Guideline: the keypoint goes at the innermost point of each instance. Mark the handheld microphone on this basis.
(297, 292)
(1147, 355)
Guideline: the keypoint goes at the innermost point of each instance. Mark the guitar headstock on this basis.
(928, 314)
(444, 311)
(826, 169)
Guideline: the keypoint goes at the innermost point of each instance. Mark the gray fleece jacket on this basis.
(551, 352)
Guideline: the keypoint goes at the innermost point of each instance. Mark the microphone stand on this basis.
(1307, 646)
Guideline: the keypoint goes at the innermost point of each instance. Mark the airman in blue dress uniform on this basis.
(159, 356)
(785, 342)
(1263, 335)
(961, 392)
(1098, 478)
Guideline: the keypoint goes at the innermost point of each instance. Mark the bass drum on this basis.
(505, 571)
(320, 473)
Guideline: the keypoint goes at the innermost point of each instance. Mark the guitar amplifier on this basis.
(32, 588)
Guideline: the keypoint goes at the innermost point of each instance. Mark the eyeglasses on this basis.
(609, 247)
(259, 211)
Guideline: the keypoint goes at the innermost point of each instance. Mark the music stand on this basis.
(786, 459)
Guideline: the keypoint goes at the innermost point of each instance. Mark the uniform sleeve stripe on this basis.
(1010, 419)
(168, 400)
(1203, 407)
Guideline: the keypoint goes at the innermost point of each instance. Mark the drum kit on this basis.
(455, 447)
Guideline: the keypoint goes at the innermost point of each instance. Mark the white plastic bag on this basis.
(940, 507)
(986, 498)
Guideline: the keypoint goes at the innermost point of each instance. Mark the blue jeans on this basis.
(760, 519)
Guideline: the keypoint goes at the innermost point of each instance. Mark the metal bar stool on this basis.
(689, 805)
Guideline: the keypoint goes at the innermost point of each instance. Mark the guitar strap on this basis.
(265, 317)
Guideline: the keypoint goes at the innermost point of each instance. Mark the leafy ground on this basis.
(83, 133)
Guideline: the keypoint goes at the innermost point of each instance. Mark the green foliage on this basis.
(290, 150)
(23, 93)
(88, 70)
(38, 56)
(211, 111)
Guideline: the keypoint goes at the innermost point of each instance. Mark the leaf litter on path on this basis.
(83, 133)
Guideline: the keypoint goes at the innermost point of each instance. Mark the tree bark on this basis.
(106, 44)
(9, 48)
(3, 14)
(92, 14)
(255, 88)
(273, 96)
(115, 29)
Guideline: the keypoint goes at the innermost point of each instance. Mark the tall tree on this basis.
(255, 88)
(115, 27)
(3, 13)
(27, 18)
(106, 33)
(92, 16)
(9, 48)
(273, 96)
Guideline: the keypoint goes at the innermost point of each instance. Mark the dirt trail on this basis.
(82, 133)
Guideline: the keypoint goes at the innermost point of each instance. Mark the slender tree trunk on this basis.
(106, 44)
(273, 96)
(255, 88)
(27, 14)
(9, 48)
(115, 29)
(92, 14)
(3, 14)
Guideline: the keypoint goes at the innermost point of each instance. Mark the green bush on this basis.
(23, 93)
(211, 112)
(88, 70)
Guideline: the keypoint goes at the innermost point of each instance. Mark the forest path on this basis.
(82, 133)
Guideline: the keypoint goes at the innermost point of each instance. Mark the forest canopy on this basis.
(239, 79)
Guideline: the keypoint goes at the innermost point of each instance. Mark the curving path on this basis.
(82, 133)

THE EXERCISE:
Could you write out the stretch of rows from the start through the one containing "(1307, 646)", keeping the guideline lines unchanged and shifting every keypoint coordinate by -120?

RESPONSE TO THE EXERCISE:
Guideline: the keypoint goes at the innermost point of each instance. Mark the handheld microphone on this basis.
(177, 172)
(1027, 235)
Guideline: the keypoint goes at the innermost point of each instance. Mark the guitar headstock on this basis.
(808, 194)
(324, 191)
(706, 49)
Guideline: the keypoint goes at the innermost point of each instance. Mark the gray fleece jacket on this basis.
(431, 232)
Guideline: the keypoint goes at the innermost point of each instance. Mark the microphone stand on this basis.
(1187, 526)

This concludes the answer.